╭─ PAGE TEXT
Jordi Casamitjana, the author of the book “Ethical Vegan”, interviews Danny Rosenthal, the long-term committed vegan New Yorker who wants to make tennis vegan — because, currently, it’s not quite vegan-friendly yet.
I had no idea.
I thought that, after my twenty years of being vegan, I managed to get rid of all animal products from my home. But I have one item that, not until now has it ever occurred to me that it may not be vegan.
Some years ago, I had a very bad attack of a type of sciatica, causing me pain in my leg. Since then, I have been able to prevent further attacks by doing daily stretching, and by applying pressure to the Piriformis muscle (in my gluteal region, also known as “my bum”) when I feel pain building up. The best way to do that is by using a tennis ball. You lay on the floor, put the ball where the muscle is, and lean on top. After a few minutes of increased pain doing this, normally the pain goes away as the muscle warms up and blood gets to it, healing it.
I found the ball at my local park in London, undoubtedly lost in a human-dog “bring me the ball” game. It looked quite intact and clean, so I decided to take it home to use it for my exercises (remembering my chiropractor’s advice). But now that someone told me that many tennis balls are not vegan, I had to check this out.
Danny Makes Tennis Vegan
I assumed that the times when animal guts were used as strings for tennis rackets are mostly gone. Nylon and other plastics have now replaced them. I also knew that there are vegan-friendly sport shoes now, so tennis shoes should not be an exception. But I never thought about the balls. So, when I googled it and found a campaign titled “Make Tennis Vegan”, I realised this was quite an indicator that tennis balls may not be as vegan as I thought they were. Why? Because it turns out many are made of wool — an animal product rejected by all ethical vegans which comes from a cruel industry that harms sheep and damages the environment.
Danny Rosenthal, an American vegan for almost 30 years, founded this campaign because he cares deeply about sheep. When he learnt that the balls used at competitive-level tennis were made of wool, he created Sheeps Tennis intending to produce vegan tennis balls. But as it seemed to be a too difficult and slow process, he decided to turn it into a campaigning organisation too.
I wanted to check if my tennis ball was one of those that is made of wool and learn how Danny found out that many are not. My colleague Jackie from Vegan FTA put me in contact with him.
╰─
╭─ DATASET CONTENT
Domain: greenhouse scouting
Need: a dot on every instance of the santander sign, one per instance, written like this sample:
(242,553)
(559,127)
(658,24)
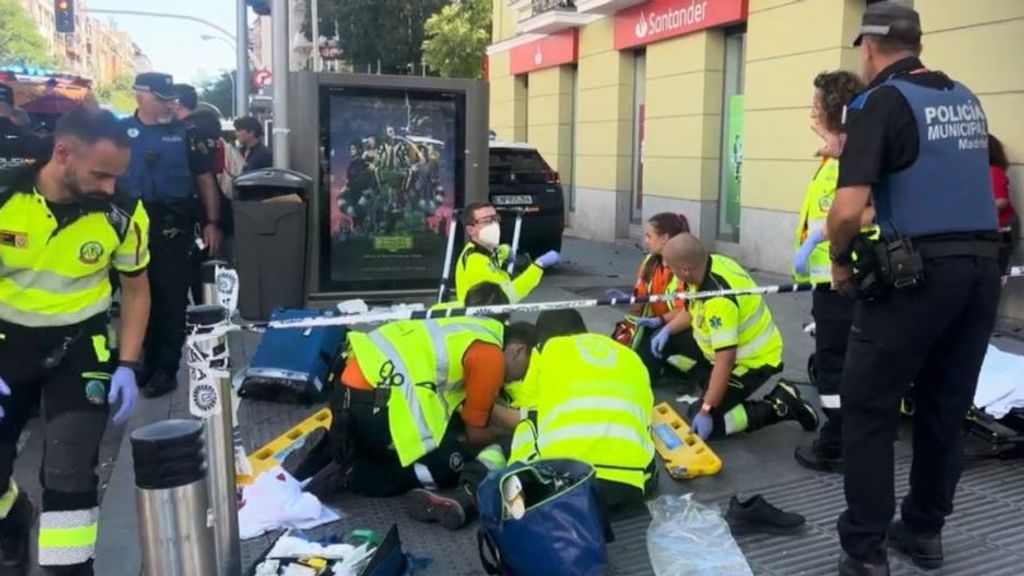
╰─
■ EXERCISE AIM ■
Reproduce word for word the passage of the article on vegan tennis balls from "Jordi Casamitjana, the" to "quite vegan-friendly yet.".

■ EXERCISE RESULT ■
Jordi Casamitjana, the author of the book “Ethical Vegan”, interviews Danny Rosenthal, the long-term committed vegan New Yorker who wants to make tennis vegan — because, currently, it’s not quite vegan-friendly yet.